### SET TASKS
[a] Which article does the newsgroup post tell the reader to read?
[b] Output the passage of the newsgroup post starting with "From: Ryan <rgaffuri_at_cox.net>" and going on through "have discussed this.".

### TEXT SHOWN
From: Ryan <rgaffuri_at_cox.net>
Date: Wed, 24 Dec 2003 15:34:16 -0500
Message-ID: <0NmGb.45573$hf1.32843@lakeread06>


the best place to post this is oracle-l_at_fatcity.com. go to fatcity and check messages from the last few days. Cary Milsap and others have discussed this.

go to www.hotsos.com

read Why You Should Focus on LIOs Instead of PIOs

PIOs are important. You run a query once and the blocks are in memory. Memory is seeded. So you run it again and its faster. HOWEVER, the hit ratio is misleading. The highest cache ratios are their because you have VERY bad SQL that is doing way too much work in memory. This inflates the ratio because you only read the blocks from disk once, but then access it way too many times in memory. Its in the article above.

See my answers inline.

"Geomancer" <pharfromhome_at_hotmail.com> wrote in message news:cf90fb89.0312240738.264cc573_at_posting.google.com...
> Can some guru please enlighten me?
>
> I have been reading the threads about why buffer hit ratios are
> useless and yet I'm having trouble reconciling this with the Oracle
> documentation and my limited understanding of Oracle tuning.
>
> - Why does the CBO want to know estimates about the index buffer
> hit ratio (optimizer_index_caching parameter)?
this has nothing to do with a 'ratio'. See tom kytes new tuning book. This has to do with understanding your application. Can you assume that your index blocks are more likely to be in memory? Nothing to do with a 'ratio'.

>
> - Why did Oracle offer the KEEP pool and the other blocksize buffer
> pools?

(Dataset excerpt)
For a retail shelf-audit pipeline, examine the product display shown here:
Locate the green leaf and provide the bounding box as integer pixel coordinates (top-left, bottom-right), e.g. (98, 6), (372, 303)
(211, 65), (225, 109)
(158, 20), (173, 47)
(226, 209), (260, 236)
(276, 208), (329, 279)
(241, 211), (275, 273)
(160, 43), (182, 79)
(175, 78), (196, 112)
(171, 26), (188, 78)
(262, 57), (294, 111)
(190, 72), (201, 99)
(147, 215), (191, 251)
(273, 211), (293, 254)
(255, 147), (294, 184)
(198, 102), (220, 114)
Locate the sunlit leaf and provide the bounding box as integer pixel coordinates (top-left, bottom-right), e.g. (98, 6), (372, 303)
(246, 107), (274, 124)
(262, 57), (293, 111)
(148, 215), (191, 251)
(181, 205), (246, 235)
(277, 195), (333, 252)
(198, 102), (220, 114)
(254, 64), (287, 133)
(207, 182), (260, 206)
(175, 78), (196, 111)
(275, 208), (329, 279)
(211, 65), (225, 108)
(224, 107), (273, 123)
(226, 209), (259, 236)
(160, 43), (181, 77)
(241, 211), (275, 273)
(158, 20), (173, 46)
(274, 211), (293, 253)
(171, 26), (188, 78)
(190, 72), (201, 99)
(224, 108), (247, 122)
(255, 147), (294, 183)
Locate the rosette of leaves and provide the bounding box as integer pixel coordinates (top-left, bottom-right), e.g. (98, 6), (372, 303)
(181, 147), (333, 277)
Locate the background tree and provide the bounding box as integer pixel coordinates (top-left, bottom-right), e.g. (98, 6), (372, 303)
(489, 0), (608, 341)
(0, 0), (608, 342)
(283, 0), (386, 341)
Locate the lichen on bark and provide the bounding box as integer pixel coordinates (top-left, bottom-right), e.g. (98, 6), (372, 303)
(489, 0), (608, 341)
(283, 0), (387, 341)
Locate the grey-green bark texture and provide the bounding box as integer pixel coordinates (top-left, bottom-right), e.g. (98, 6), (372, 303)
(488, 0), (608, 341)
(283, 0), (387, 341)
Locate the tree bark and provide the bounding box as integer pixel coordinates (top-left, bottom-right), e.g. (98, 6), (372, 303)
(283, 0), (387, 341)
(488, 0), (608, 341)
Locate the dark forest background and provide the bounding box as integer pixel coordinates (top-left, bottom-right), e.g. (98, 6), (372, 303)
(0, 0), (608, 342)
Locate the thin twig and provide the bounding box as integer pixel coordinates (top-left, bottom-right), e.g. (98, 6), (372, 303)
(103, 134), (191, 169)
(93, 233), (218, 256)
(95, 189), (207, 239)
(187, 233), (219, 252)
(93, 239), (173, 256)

### RESPONSES TO THE TASKS
[a] Why You Should Focus on LIOs Instead of PIOs

[b]
From: Ryan <rgaffuri_at_cox.net>
Date: Wed, 24 Dec 2003 15:34:16 -0500
Message-ID: <0NmGb.45573$hf1.32843@lakeread06>


the best place to post this is oracle-l_at_fatcity.com. go to fatcity and check messages from the last few days. Cary Milsap and others have discussed this.